● About this task
Print, word for word, the portion of the Muse Spark article that opens with the words containing "Muse Spark is the first" and closes with "beyond human intelligence.".

● Excerpt
Muse Spark is part of a ‘ground-up overhaul’ of Meta’s AI efforts, the company said.
Nearly a year after being established, Meta Superintelligence Labs (MSL) has finally debuted its first product, a multimodal model “purpose-built” for Meta’s products.
Muse Spark is the first in the family of Muse models and represents a “ground-up overhaul” of the company’s AI efforts, Meta said in a statement. The launch comes after the company poured multiple billions into its supposed efforts towards ‘superintelligence’, a hypothetical AI system with abilities beyond human intelligence.
Muse Spark is the “first step toward a personal superintelligence”, Meta said. The model can be accessed via Meta.ai and the Meta AI app.
According to the company, Muse Spark achieves strong performance on visual STEM questions, entity recognition and localisation. It performs on par with existing models from AI rivals such as OpenAI’s GPT-5.4, Anthropic’s Opus 4.6 and Google’s Gemini 3.1 Pro.
Muse is also marketed as a way to “learn about and improve” user health, Meta added, and is expected to be rolled out to WhatsApp, Facebook, Instagram and the company’s AI glasses in the coming weeks.
The company said it collaborated with more than 1,000 physicians to curate training data that enables “factual and comprehensive” responses. For comparison, OpenAI said it worked with 260 physicians to develop its ChatGPT Health offering.
Moreover, Meta found that Muse Spark demonstrated a “strong refusal behaviour” across high-risk areas such as biological and chemical weapons. The model also does not demonstrate requisite autonomous capability or hazardous tendencies to realise threat scenarios around cybersecurity, Meta added.

● Information supplied
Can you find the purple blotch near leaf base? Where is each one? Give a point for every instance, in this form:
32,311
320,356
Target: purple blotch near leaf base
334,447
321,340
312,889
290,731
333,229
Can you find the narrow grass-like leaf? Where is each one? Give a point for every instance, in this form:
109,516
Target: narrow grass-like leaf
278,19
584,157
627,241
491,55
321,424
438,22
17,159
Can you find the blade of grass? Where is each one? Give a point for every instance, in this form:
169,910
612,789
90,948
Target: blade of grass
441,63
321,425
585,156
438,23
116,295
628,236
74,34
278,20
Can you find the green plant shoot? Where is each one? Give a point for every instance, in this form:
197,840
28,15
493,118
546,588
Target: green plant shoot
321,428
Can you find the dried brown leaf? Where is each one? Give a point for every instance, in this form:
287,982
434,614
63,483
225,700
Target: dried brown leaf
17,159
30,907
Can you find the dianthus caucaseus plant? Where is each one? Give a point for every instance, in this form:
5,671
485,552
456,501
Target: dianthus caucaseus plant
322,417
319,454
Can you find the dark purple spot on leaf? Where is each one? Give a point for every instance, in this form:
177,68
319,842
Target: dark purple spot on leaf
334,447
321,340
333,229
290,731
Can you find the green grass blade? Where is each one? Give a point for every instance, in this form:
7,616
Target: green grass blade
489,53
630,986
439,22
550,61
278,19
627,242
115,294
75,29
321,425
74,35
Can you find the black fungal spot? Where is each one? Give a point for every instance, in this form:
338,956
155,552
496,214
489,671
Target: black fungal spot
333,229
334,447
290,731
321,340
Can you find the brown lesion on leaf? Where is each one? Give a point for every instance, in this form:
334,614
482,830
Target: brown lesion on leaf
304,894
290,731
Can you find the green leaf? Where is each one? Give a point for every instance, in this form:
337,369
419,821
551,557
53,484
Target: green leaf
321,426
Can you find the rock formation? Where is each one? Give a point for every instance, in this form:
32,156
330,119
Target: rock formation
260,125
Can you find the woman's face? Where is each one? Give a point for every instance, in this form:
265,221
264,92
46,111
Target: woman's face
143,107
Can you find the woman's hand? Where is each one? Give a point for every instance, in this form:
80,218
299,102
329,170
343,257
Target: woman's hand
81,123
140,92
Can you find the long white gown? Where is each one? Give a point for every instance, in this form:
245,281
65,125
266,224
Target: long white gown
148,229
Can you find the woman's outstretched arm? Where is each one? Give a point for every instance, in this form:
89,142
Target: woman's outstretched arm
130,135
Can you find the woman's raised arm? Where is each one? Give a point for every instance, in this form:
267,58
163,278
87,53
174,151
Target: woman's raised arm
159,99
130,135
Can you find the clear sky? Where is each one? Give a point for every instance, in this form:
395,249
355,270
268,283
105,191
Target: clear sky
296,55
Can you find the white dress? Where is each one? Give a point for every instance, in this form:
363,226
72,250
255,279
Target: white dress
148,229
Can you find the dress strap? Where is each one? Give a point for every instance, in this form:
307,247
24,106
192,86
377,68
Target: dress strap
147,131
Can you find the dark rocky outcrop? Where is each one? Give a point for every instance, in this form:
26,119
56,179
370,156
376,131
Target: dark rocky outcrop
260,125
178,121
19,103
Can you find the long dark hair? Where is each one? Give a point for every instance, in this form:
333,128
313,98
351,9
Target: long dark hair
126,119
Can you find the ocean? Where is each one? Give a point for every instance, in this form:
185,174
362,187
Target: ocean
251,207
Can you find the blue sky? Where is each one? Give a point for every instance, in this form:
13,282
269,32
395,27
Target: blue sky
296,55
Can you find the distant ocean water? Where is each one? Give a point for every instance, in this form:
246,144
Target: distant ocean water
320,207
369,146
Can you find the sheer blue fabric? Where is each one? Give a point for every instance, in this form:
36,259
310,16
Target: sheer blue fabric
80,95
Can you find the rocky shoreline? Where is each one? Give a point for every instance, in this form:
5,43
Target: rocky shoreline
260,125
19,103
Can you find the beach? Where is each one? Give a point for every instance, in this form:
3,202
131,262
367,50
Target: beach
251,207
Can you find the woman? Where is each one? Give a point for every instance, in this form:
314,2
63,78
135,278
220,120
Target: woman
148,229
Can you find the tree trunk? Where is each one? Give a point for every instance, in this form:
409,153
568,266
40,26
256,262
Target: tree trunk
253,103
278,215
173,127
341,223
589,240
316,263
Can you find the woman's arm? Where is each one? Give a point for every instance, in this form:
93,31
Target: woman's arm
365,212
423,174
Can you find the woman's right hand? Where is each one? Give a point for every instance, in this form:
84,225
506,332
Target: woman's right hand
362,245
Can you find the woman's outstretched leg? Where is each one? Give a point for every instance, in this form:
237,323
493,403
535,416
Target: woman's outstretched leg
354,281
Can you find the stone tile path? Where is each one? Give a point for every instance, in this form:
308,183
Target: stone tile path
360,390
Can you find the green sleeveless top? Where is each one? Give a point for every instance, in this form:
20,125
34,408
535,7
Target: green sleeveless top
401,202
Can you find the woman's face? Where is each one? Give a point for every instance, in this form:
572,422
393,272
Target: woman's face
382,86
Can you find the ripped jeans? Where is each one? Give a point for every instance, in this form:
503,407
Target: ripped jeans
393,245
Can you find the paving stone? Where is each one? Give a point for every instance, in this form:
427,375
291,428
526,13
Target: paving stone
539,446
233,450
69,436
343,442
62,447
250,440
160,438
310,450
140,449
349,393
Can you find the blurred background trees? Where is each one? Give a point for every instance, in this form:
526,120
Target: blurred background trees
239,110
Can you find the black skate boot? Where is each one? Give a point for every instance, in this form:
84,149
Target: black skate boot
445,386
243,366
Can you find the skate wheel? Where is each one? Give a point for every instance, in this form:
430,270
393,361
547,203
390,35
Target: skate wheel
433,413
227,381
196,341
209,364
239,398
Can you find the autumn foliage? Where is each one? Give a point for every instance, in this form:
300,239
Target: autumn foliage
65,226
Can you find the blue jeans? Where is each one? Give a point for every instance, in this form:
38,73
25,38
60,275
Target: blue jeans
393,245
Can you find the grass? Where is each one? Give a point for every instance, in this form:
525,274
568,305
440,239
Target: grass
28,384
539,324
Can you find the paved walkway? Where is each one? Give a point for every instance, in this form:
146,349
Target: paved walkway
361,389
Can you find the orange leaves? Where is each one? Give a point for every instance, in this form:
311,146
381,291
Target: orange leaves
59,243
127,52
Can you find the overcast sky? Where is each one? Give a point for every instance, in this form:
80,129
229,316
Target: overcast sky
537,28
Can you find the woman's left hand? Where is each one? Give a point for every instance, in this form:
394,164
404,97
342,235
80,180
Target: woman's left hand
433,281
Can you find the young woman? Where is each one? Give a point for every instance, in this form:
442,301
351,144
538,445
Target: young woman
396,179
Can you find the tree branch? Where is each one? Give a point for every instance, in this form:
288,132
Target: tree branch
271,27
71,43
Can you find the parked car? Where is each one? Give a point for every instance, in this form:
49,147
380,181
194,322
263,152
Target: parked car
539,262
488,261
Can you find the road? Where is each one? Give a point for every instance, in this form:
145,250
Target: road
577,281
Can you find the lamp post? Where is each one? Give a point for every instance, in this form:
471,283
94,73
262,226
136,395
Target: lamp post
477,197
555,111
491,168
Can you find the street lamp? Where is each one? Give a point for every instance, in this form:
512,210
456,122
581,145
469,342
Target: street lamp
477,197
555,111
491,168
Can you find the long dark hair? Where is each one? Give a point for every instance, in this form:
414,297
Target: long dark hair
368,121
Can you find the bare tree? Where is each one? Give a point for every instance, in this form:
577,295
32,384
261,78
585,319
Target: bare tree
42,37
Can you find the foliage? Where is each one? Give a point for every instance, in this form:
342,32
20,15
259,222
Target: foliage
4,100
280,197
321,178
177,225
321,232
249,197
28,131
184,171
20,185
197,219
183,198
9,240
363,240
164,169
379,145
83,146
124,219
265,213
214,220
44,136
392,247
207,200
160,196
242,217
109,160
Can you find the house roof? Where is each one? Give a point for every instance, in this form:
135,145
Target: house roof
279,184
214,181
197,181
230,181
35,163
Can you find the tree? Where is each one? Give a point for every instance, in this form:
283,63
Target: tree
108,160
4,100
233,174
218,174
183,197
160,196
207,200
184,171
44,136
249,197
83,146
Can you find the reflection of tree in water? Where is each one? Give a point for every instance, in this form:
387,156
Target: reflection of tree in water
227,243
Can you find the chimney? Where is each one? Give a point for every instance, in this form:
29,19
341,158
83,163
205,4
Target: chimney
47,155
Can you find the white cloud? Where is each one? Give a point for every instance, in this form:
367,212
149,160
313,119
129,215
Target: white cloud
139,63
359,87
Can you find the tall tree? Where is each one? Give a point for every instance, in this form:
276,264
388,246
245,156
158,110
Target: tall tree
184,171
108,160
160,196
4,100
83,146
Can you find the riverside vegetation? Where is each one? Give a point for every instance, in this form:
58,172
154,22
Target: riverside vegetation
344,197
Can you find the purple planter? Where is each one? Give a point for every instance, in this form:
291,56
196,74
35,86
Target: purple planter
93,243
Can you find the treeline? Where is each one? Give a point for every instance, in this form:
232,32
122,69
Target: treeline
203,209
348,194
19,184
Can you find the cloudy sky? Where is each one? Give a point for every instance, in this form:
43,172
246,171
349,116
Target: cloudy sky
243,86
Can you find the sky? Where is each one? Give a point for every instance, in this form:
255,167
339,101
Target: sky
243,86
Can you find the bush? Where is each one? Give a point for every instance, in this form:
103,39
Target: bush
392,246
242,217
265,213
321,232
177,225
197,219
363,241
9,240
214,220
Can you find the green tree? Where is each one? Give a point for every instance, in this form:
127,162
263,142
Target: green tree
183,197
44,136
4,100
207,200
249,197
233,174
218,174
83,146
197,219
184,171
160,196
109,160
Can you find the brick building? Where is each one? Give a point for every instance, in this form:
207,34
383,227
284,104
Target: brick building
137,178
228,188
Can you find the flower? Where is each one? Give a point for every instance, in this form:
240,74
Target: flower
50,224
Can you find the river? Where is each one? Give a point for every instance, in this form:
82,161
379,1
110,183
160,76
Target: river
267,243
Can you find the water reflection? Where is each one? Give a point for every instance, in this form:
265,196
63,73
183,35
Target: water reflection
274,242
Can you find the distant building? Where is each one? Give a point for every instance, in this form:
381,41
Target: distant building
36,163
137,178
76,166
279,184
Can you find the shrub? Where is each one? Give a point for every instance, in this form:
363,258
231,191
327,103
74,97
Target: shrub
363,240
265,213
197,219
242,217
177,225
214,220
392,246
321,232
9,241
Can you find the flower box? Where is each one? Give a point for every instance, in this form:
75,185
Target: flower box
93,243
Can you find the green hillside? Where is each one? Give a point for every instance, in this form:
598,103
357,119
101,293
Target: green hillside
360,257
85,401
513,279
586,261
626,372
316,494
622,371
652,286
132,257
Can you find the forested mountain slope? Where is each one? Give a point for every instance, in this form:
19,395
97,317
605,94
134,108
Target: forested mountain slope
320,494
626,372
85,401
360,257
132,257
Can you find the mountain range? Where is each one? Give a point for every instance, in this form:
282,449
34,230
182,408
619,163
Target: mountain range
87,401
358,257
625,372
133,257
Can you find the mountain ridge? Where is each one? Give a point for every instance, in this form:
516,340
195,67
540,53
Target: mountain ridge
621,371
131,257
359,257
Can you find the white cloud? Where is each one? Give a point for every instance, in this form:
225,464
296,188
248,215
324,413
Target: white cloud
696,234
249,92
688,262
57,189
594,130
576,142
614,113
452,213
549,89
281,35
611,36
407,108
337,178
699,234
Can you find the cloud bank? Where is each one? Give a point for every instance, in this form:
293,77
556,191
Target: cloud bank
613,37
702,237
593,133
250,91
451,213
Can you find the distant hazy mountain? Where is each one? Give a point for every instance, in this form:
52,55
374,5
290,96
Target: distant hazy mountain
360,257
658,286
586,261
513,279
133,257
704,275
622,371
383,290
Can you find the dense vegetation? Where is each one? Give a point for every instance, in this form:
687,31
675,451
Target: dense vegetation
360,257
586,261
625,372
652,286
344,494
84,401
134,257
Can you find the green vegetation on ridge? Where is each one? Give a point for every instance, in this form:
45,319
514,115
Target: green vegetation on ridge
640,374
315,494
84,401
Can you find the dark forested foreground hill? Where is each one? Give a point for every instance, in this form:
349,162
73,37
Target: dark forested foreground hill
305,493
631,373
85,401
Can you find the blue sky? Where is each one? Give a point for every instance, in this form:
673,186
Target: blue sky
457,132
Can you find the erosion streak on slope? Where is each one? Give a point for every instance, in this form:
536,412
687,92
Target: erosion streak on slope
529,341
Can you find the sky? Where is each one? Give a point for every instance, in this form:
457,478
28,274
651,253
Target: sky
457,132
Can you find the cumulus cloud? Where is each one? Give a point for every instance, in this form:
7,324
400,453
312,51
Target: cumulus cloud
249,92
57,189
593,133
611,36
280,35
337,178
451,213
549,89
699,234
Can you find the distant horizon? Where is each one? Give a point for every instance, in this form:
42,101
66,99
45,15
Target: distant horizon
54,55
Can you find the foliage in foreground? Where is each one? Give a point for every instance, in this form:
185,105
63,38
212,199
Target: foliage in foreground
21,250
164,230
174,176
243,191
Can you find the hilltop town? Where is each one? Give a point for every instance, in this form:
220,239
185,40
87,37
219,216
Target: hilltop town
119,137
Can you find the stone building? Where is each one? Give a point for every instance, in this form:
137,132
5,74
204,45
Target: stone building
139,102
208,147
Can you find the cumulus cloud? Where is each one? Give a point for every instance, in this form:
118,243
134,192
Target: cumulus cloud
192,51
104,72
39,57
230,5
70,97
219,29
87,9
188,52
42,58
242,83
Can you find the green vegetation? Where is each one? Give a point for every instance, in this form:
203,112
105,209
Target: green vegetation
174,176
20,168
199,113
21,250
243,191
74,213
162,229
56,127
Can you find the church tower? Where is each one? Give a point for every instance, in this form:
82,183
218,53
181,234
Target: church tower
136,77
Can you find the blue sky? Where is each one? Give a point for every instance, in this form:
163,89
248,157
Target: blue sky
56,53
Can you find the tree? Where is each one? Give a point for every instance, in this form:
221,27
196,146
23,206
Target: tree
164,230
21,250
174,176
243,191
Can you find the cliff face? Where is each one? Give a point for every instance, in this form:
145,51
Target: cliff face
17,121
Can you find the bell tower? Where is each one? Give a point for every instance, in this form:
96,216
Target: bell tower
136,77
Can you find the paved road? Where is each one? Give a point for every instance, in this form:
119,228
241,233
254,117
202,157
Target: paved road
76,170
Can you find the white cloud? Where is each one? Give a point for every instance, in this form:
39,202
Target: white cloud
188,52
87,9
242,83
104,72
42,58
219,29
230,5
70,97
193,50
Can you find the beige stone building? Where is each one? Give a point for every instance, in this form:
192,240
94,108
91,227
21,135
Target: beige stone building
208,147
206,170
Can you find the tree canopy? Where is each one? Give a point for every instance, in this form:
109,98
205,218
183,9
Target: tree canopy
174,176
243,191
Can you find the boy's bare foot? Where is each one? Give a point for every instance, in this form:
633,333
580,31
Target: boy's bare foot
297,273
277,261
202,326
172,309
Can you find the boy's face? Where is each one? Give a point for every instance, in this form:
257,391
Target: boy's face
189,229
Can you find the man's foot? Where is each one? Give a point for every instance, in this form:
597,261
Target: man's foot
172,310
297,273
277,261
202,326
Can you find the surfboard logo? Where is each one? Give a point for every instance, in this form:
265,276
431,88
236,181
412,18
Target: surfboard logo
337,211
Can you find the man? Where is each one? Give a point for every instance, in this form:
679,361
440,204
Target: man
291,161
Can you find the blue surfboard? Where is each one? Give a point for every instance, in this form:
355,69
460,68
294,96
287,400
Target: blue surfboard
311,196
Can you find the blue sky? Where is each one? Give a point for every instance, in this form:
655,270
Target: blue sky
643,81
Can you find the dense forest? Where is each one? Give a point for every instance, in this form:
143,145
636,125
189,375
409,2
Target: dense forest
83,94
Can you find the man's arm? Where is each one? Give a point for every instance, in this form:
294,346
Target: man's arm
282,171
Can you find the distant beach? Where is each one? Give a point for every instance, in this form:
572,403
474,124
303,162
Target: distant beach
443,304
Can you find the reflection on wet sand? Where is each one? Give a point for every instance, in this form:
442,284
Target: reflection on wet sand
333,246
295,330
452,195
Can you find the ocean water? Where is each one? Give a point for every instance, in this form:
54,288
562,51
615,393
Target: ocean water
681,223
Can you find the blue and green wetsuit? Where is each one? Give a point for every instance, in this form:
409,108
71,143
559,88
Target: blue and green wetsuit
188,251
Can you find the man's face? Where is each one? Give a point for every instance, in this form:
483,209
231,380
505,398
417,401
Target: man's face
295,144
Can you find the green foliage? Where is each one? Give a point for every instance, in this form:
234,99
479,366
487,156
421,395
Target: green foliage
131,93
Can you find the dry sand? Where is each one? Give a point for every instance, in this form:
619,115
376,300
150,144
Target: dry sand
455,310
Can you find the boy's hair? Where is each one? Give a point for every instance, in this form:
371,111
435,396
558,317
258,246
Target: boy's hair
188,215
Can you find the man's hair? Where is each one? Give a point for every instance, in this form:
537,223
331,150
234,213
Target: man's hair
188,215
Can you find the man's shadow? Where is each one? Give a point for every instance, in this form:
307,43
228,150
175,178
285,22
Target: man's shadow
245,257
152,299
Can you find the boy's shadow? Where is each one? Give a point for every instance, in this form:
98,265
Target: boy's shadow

● Solved exercise
Muse Spark is the first in the family of Muse models and represents a “ground-up overhaul” of the company’s AI efforts, Meta said in a statement. The launch comes after the company poured multiple billions into its supposed efforts towards ‘superintelligence’, a hypothetical AI system with abilities beyond human intelligence.